- [TASK GOAL] Find the line with "Target: overcast sky" in the records below. Copy it and every line after it, up to and including the line with "Target: upstairs window".

- [AVAILABLE DATA]
--

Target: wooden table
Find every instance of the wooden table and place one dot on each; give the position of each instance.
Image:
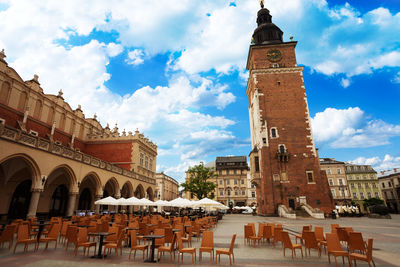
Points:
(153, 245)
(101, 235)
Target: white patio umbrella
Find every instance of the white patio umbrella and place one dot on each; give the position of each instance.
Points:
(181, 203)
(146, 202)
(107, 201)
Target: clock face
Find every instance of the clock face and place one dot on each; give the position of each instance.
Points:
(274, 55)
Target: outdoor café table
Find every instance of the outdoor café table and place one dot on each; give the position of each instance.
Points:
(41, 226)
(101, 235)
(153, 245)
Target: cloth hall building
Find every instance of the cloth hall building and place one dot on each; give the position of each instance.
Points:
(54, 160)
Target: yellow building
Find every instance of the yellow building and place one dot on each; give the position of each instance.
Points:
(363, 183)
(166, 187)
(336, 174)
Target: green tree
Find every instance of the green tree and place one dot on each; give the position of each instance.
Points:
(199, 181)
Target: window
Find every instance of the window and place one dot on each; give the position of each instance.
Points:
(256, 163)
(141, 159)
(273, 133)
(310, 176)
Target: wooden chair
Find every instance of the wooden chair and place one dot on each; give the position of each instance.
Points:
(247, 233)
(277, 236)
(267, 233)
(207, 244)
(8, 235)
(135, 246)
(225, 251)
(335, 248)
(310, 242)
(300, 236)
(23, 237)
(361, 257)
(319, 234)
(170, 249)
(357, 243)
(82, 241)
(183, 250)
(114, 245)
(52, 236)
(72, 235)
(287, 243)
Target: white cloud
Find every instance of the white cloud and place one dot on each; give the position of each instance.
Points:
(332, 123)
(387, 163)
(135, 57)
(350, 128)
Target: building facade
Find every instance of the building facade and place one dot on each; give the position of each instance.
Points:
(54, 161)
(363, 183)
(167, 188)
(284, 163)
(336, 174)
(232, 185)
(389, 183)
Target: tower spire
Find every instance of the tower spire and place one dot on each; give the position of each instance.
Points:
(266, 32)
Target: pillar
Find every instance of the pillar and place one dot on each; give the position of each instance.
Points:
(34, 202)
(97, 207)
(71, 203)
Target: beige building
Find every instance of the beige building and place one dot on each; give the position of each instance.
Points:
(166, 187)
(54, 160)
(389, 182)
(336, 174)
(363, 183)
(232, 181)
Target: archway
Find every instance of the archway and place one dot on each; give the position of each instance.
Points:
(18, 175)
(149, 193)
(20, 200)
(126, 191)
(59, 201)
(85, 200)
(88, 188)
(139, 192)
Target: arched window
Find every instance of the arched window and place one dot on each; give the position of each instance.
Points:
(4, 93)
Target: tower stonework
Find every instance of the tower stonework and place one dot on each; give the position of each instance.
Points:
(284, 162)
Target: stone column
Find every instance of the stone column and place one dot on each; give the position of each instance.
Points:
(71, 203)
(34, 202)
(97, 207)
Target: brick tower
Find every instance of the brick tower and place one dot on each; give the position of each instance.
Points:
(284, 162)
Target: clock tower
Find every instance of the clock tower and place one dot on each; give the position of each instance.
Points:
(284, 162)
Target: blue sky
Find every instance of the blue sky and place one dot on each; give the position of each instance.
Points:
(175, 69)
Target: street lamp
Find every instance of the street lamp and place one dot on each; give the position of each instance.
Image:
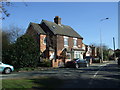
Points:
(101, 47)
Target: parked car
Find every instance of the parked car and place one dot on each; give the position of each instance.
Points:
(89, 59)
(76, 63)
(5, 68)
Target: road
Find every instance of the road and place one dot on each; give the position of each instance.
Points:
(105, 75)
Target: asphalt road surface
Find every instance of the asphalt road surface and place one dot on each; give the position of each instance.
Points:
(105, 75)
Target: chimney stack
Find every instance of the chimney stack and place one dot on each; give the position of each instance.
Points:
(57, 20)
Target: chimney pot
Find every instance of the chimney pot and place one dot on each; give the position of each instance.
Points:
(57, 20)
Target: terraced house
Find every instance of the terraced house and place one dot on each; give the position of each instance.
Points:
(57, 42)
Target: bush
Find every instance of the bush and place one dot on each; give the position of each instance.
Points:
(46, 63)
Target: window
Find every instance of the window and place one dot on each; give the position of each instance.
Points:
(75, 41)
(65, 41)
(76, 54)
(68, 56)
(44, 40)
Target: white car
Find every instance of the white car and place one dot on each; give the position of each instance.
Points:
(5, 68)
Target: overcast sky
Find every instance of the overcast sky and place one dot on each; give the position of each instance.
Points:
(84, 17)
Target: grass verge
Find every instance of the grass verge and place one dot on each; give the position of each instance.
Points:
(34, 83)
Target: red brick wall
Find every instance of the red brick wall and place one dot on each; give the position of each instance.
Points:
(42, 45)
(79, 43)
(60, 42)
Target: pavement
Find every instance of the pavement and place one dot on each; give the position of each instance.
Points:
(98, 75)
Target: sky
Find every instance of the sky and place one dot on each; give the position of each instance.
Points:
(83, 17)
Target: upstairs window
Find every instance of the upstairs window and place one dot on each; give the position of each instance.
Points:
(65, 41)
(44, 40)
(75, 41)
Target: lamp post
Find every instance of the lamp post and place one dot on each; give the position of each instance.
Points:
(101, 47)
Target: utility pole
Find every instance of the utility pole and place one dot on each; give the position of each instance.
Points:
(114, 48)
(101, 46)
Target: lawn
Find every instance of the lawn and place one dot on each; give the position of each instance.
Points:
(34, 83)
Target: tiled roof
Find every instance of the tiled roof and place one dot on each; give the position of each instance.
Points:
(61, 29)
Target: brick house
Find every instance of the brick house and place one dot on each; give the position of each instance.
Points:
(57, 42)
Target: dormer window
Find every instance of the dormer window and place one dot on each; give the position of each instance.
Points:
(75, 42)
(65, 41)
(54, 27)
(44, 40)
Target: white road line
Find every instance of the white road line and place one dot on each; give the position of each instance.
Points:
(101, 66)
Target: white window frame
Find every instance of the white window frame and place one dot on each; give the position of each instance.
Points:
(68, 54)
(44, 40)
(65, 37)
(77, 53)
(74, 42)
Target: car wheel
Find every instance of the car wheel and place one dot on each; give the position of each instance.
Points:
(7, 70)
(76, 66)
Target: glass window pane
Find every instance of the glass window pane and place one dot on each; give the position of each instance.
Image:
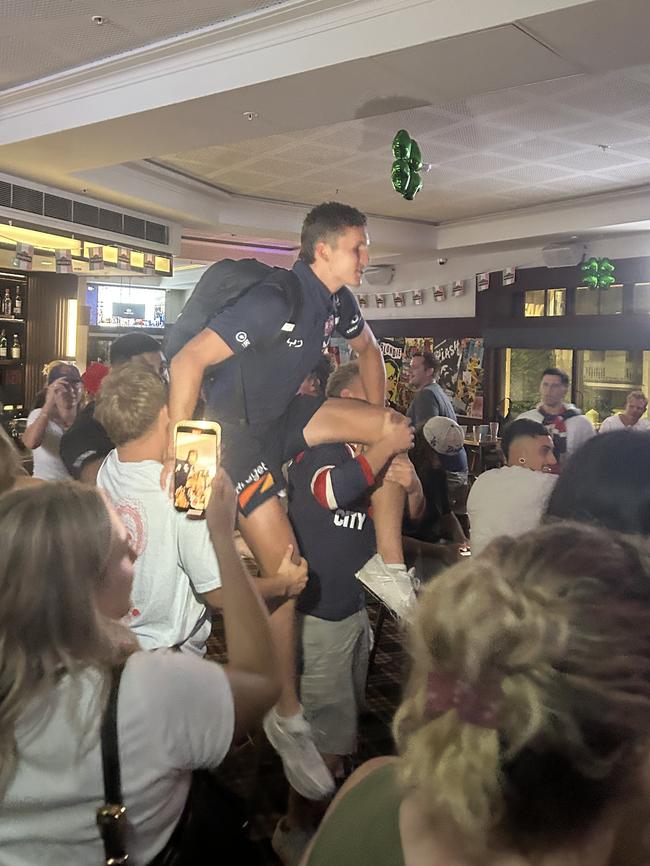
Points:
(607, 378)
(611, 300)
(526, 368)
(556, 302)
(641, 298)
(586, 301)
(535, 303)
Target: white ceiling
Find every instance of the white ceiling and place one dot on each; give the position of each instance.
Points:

--

- [OUTPUT]
Target: overcast sky
Find every instance of the overcast sky and place one dot on each; give the position of each instance.
Points:
(84, 17)
Target: grass verge
Find every instance of the grass verge and place one dot on each; give the position of each instance.
Points:
(34, 83)
Target: red brick wall
Find every instance of the red brick wall and place one dot on each; give the position of each instance.
Points:
(42, 45)
(79, 43)
(60, 42)
Target: pavement
Find every instance of the pavement and place one dot on each; give the position of each instance.
Points:
(98, 75)
Target: sky
Find every instance of the sky and place one dot on each; give the position of each instance.
Points:
(83, 17)
Target: upstairs window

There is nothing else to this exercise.